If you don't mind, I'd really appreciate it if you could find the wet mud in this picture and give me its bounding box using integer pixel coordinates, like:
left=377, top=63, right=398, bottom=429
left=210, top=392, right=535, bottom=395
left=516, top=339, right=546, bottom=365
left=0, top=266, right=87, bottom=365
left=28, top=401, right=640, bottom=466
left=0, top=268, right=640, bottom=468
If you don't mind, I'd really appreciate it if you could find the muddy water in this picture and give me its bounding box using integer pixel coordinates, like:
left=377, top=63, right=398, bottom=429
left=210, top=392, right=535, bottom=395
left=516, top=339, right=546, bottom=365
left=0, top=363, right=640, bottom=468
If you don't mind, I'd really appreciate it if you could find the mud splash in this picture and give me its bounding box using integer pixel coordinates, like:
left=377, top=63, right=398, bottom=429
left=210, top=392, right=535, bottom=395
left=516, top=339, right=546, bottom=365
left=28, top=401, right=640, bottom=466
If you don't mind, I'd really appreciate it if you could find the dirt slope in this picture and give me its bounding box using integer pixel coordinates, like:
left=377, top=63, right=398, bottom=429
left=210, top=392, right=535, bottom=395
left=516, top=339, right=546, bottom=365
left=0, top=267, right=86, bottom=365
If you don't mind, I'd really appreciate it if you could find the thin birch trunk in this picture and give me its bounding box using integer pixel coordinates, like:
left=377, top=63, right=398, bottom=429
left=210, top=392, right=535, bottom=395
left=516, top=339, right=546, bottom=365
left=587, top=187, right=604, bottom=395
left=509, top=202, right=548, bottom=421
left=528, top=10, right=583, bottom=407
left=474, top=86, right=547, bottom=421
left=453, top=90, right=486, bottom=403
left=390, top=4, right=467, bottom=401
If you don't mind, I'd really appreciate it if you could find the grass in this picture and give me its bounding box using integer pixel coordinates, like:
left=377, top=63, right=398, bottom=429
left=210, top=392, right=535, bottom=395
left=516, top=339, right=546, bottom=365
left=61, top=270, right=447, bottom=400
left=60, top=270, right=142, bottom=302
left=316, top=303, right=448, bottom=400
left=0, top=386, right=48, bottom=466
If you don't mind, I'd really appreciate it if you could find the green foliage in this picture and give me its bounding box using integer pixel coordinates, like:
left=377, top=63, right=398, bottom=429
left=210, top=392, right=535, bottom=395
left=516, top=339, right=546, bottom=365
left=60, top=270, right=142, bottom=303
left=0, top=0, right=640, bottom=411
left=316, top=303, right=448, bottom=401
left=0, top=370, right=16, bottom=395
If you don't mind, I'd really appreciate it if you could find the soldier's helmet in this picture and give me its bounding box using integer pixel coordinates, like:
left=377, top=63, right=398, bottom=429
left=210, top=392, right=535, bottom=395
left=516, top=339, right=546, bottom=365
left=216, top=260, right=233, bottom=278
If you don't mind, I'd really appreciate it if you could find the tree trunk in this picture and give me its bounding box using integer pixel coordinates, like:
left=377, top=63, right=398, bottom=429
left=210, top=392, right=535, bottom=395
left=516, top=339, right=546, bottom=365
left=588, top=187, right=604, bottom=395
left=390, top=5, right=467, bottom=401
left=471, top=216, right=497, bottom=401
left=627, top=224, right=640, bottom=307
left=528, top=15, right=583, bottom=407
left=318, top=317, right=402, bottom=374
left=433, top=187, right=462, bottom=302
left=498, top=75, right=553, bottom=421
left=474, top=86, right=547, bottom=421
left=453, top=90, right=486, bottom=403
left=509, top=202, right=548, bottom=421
|---|
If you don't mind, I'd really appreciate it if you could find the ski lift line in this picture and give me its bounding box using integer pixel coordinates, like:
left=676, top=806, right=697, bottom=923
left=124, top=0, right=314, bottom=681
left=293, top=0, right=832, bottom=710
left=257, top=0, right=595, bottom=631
|---|
Locate every line in the data above that contains the string "picture", and copy each of those lines out in full.

If you don't mind, I'd really appreciate it if you could find the wet mud in this picture and give me its bounding box using integer pixel coordinates, like:
If you don't mind, I'd really appreciate it if you could find the muddy water in this picture and give me its bounding box using integer pixel coordinates, like:
If you don't mind, I'd really appreciate it if you could find the mud splash in this picture and give me its bounding box using integer pixel coordinates, like:
If you don't mind, I'd really appreciate it if you could find the dirt slope in this picture and give me its bounding box using integer pixel coordinates, like:
If you don't mind, I'd really appreciate it if you could find the thin birch trunk in this picture and give me its bounding box using integer pixel coordinates, like:
If you don't mind, I'd really appreciate it if you could find the grass in this picture and give me its bounding box using integer pixel coordinates, like:
If you don't mind, I'd really appreciate it if you could find the green foliage in this picture and give me its bounding box using integer pixel coordinates, like:
If you don't mind, I'd really appreciate it if you could find the soldier's helmet in this picture and give me its bounding box using integer pixel coordinates, like:
If you don't mind, I'd really appreciate it if you could find the tree trunk in this picture and give me its bounding box using integer pixel coordinates, like:
If you don't mind, I'd really appreciate it if you could find the ski lift line in this picture and give me its bounding box using integer pixel coordinates, like:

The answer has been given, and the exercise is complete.